What is needed:
Below are several entries. Transcribe exactly those lines that fall from the one with "target | blonde hair" through the one with "target | child's nose", end lines included.

Data excerpts:
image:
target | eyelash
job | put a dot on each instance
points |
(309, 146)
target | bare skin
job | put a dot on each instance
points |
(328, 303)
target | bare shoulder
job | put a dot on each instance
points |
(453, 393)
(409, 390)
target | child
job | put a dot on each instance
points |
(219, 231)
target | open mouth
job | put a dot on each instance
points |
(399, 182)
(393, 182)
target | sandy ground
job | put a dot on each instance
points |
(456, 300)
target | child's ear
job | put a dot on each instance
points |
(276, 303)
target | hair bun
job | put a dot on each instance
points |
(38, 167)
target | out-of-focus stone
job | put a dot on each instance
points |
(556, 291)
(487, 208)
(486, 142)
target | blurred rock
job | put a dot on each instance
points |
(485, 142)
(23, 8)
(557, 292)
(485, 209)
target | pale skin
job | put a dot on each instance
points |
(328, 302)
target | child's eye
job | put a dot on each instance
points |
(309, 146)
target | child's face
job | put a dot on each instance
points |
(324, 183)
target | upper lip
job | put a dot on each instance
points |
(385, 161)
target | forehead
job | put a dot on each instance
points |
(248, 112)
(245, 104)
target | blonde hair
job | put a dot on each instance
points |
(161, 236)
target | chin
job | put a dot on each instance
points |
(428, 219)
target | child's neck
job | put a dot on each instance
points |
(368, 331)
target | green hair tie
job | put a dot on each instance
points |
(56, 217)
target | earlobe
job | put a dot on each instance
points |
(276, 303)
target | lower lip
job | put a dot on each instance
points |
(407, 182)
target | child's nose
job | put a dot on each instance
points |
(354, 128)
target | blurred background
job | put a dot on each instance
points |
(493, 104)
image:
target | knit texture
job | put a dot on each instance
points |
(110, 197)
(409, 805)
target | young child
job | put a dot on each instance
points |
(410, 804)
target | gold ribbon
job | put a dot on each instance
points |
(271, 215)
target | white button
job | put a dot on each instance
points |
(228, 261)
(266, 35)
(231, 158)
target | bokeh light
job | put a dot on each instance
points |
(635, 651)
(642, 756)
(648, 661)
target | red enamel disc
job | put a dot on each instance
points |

Result of this task:
target | blonde hair
job | put a dot on each instance
points |
(161, 236)
target | chin
job | put a dot on each instance
points |
(428, 219)
target | child's neck
job | put a dot on each instance
points |
(368, 331)
target | green hair tie
job | put a dot on each instance
points |
(56, 217)
target | earlobe
job | put a dot on each instance
points |
(276, 303)
target | lower lip
job | put a dot on each instance
points |
(407, 182)
target | child's nose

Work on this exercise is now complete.